[Extract]

Too Much Housework Cuts Lifespan Of Female Komodo Dragons By Half
By Juliana Chan | Featured Research
October 22, 2012
Researchers have found that female Komodo Dragons live half as long as males on average, seemingly due to their nest-building and egg-guarding duties.
AsianScientist (Oct. 22, 2012) – Researchers have found that female Komodo Dragons live half as long as males on average, seemingly due to their physically demanding ‘housework’ such as building huge nests and guarding eggs for up to six months.
The Komodo dragon is the world’s largest lizard. Their formidable body size enables them to serve as top predators, killing water buffalo, deer, wild boar, and even humans.
A research team which included scientists from Australia, Indonesia, and Italy studied 400 individual Komodo Dragons for ten years in eastern Indonesia, their only native habitat. The team then published a model of the Dragon’s growth rate in the journal Plos One.
Males and females start off at the same size until they reach sexual maturity at around seven years of age. From then on, males live to around 60 years of age, reaching an average 160 cm in length and 65 kg at adulthood. However their female counterparts live a significantly shorter lifespan of 32 years and reach only 120 cm in length, and 22 kg.
“The sex-based difference in size appears to be linked to the enormous amounts of energy females invest in producing eggs, building and guarding their nests. The process can take up to six months during which they essentially fast, losing a lot of weight and body condition,” said co-author Dr. Tim Jessop from the Department of Zoology at the University of Melbourne.
The research team was keen to understand the growth rate of the Komodo Dragons as this critical process can indicate how the species prioritizes its energy use in lifestyle and reproductive strategies. The results suggest that females have high energy ‘costs’ for reproduction resulting in their smaller size, whereas to reproduce successfully, males must keep increasing in size.
The results could have dramatic consequences for the endangered species as early female deaths may be exacerbating competition between males over the remaining females, possibly explaining why males are the world’s largest lizards.
“These results may seem odd to humans when the life span between Australian men and women differ by five years,” said Jessop. “But each species has different strategies to pass on their genes. For example humans invest a lot of energy in few children as raising them is very energy intensive, whereas insects will have hundreds of offspring with no input into their rearing.”
The article can be found at: Laver RJ et al. (2012) Life-History and Spatial Determinants of Somatic Growth Dynamics in Komodo Dragon Populations.

[/Extract]

- [Problems and tasks]
a. According to the Komodo dragon article, how many individual Komodo dragons did the research team study, and for how long?
b. List every animal that the Komodo dragon article says Komodo dragons kill.

[Provided data]

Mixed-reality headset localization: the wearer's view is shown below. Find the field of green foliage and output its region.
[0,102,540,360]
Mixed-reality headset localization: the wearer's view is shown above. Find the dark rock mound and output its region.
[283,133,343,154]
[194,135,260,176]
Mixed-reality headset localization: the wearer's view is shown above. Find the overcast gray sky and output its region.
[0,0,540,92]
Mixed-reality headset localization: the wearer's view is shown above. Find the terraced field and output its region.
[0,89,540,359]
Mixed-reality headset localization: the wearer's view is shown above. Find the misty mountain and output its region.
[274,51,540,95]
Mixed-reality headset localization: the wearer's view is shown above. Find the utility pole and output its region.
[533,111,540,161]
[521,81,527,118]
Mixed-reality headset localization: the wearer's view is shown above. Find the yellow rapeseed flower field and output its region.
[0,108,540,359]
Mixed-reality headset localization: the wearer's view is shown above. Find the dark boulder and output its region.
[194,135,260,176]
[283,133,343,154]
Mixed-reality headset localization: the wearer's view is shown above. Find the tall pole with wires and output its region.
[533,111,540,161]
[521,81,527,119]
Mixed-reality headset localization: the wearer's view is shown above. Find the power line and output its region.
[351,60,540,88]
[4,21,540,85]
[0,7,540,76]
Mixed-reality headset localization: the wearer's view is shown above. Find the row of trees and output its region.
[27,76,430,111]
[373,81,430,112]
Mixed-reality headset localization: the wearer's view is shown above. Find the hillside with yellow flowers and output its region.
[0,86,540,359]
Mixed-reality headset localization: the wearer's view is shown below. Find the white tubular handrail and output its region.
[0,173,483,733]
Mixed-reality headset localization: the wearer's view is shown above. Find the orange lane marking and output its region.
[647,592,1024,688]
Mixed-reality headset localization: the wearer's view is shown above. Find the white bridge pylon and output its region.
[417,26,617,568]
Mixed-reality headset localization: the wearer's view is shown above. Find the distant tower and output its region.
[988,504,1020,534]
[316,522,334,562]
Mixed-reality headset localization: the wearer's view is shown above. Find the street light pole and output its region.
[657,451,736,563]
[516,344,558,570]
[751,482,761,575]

[/Provided data]

- [Answers]
a. The team studied 400 individual Komodo dragons for ten years.

b. Water buffalo, deer, wild boar, humans